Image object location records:
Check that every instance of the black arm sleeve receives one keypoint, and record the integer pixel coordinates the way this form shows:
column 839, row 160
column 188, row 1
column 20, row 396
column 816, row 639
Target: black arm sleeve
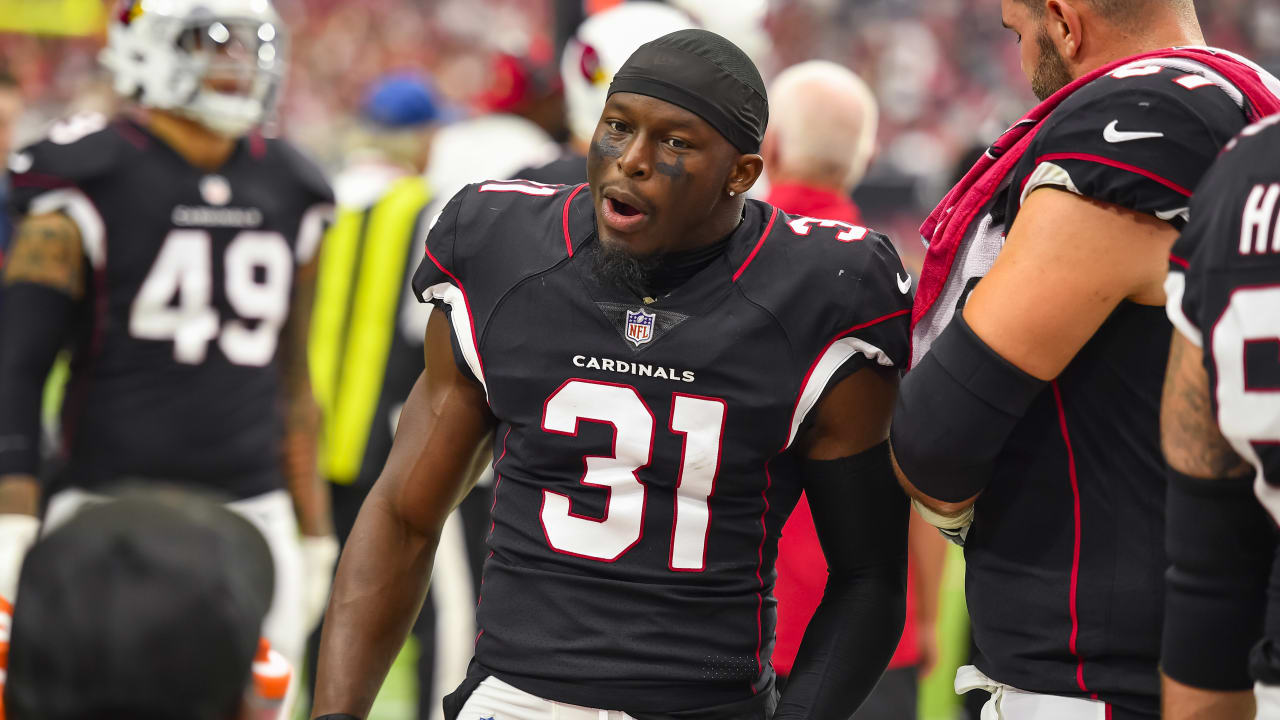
column 955, row 411
column 1220, row 543
column 862, row 518
column 32, row 324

Exercise requirements: Quote every line of the records above verbatim, omitting the pictures from your answer.

Response to the task:
Check that every instance of the black arm sleeve receives one keypoint, and record the integer pixel coordinates the way this form shows:
column 839, row 160
column 188, row 1
column 20, row 396
column 816, row 639
Target: black arm sleeve
column 955, row 411
column 1220, row 543
column 862, row 518
column 32, row 324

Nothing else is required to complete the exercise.